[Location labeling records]
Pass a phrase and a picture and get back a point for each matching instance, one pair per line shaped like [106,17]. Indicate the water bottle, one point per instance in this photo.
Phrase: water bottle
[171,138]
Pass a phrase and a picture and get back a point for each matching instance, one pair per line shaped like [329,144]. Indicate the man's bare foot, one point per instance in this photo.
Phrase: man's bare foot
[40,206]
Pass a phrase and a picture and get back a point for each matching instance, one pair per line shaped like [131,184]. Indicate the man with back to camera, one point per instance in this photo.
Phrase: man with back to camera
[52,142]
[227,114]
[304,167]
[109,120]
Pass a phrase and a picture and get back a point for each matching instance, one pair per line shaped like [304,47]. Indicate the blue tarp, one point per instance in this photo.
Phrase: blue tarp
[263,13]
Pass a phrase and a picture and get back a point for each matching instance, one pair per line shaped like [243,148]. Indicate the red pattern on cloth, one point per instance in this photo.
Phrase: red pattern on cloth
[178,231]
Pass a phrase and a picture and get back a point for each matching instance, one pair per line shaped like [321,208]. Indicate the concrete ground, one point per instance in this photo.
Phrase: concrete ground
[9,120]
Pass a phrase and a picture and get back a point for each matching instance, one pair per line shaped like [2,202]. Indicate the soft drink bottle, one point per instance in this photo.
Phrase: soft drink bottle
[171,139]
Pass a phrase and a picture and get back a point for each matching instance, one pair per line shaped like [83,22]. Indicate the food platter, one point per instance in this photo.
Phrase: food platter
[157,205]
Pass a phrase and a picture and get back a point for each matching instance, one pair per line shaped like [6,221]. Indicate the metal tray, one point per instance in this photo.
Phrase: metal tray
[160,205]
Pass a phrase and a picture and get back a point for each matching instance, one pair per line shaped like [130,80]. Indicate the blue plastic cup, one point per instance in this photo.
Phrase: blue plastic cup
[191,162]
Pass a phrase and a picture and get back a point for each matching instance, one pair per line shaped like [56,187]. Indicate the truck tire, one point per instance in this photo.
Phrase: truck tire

Work to be completed: Exactly as shown, repeat every record.

Result for this exercise:
Pass a phrase and a picture and get back a point for each matching instance, one pair per line shaped like [106,17]. Indicate the water bottle, one point per instance in this photo.
Phrase: water bottle
[171,138]
Pass a phrase and a picture and get back a point for each matching instance, one pair per line shaped like [329,144]. Indicate the man's bare foot, one point per instance in this photo.
Phrase: man's bare foot
[40,206]
Pass a phrase and a picture and get back a point for each matching instance, one pair per line shaped like [131,184]. Indicate the man with back to camera, one point per instance in this photo.
Phrase: man with back to camera
[52,142]
[227,114]
[304,167]
[109,120]
Pass a phrase and a picture and get back a point for each matching instance, one pair per line shaped like [304,47]. Indicate the blue tarp, one point per instance in this photo.
Phrase: blue tarp
[263,13]
Pass a phrase and a picture and get back a point for each matching instance, one pair per line shaped like [243,148]. Indicate the red pattern on cloth, one point per instance in this photo.
Phrase: red pattern on cloth
[178,231]
Pass a phrase and a picture and get back a point for each matching instance, one pair per line shaped like [321,208]. Indicate the concrete ground, one point per instance in this photo.
Phrase: concrete ground
[9,120]
Pass a phrase and a picture and get back a point for each matching instance, one pair per line shaped like [2,202]. Indicate the soft drink bottle, one point per instance in this photo.
Phrase: soft drink bottle
[171,139]
Pass a phrase and a picture and get back a point for each matching instance, one pair per line shaped like [83,22]. Indicate the food platter, one point per instance in this photo.
Phrase: food platter
[157,205]
Pass a phrase and a picture and get back a point for each matching instance, one pair per line shaped like [6,221]. Indicate the metal tray, one point per instance in this photo.
Phrase: metal tray
[160,205]
Pass a phrase and a picture and get back a point for each matching instance, one pair per line shaped like [130,80]. Indicate the blue plastic cup, one point per instance in this photo.
Phrase: blue plastic cup
[191,162]
Pass a phrase and a picture and get back a point for each matching instance, one pair per line shaped like [56,187]. Indicate the truck tire, one point per instance in this photo.
Phrase: truck tire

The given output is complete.